● **Problem requirements**
Print the rows exactly as they appear, starting at the line with "woman in the photo above." and ending at the line with "(698, 1166)", both of those lines included.

Collection entries:
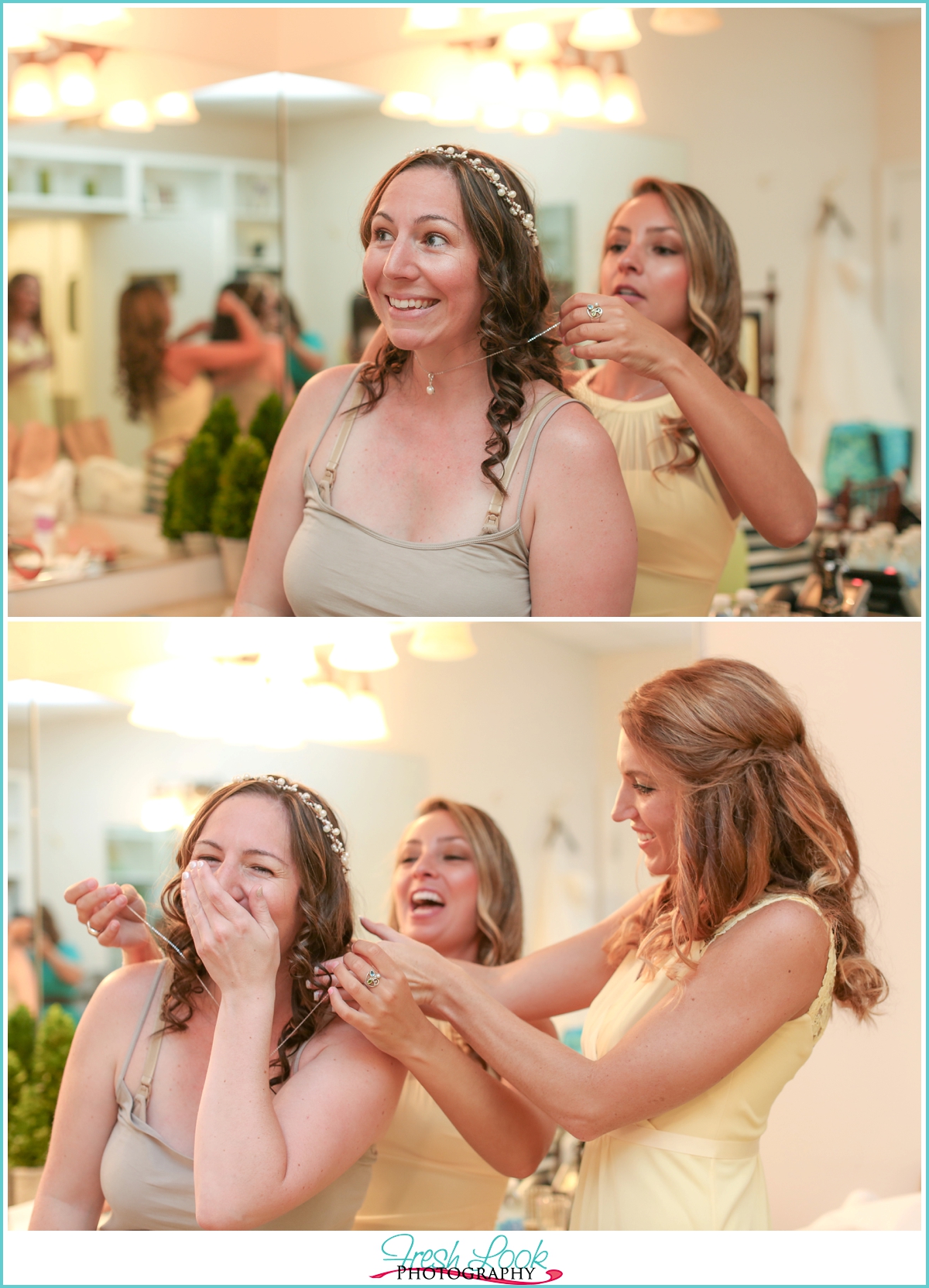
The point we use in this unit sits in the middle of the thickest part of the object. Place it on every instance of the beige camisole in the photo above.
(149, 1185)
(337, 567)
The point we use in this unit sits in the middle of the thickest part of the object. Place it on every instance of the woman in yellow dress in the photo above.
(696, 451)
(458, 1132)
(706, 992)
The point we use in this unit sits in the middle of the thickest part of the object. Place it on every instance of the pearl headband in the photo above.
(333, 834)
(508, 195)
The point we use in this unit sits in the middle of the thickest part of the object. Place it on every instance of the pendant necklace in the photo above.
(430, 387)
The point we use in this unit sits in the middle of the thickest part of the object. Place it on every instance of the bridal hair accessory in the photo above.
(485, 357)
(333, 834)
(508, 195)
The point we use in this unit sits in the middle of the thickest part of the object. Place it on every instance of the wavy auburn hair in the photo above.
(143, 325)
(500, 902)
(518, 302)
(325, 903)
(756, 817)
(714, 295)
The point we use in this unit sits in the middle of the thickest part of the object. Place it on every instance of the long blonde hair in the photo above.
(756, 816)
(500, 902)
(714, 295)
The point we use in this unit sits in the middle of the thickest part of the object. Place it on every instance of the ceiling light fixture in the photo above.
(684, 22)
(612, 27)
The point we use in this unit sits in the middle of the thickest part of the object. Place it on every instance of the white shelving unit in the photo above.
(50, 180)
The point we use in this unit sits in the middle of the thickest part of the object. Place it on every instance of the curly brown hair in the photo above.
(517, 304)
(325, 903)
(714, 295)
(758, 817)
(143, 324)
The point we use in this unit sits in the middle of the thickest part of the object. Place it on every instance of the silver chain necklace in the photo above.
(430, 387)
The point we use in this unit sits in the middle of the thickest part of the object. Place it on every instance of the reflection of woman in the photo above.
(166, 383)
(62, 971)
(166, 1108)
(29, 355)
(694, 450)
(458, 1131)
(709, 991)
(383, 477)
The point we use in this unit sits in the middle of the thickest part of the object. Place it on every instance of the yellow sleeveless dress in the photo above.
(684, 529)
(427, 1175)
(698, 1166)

--

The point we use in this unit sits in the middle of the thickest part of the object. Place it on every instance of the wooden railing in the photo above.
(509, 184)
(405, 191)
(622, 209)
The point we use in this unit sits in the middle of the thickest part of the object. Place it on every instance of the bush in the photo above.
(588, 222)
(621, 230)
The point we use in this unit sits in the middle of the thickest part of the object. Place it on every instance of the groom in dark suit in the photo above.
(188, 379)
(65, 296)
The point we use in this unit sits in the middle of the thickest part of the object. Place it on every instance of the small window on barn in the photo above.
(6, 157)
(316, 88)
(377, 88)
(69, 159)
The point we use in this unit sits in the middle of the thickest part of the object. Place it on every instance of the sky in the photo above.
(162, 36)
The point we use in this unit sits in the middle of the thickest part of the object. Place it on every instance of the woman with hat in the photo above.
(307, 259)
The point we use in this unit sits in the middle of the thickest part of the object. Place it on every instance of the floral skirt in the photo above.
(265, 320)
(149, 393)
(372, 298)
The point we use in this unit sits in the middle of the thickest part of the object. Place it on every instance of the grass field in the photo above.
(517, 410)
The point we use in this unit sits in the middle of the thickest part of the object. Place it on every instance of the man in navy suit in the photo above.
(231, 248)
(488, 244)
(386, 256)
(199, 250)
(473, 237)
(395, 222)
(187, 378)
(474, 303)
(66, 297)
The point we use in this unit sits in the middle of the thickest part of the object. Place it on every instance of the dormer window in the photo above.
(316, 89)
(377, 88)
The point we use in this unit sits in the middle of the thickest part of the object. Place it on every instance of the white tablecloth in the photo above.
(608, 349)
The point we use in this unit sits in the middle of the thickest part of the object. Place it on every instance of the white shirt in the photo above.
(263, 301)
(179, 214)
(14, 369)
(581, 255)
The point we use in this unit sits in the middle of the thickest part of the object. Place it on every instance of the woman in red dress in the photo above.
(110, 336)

● **Written solution**
The point we use in this unit sits in the middle of the thickest part of the object. Place it on every instance of the reflection of woman in the photo above.
(166, 383)
(62, 971)
(166, 1108)
(29, 355)
(694, 450)
(458, 1131)
(709, 991)
(383, 477)
The point we use in this unit sits in the middle of the thickest part of the object. Place it on every instance of the yellow sleeveless dress in the photo above.
(684, 529)
(427, 1175)
(698, 1166)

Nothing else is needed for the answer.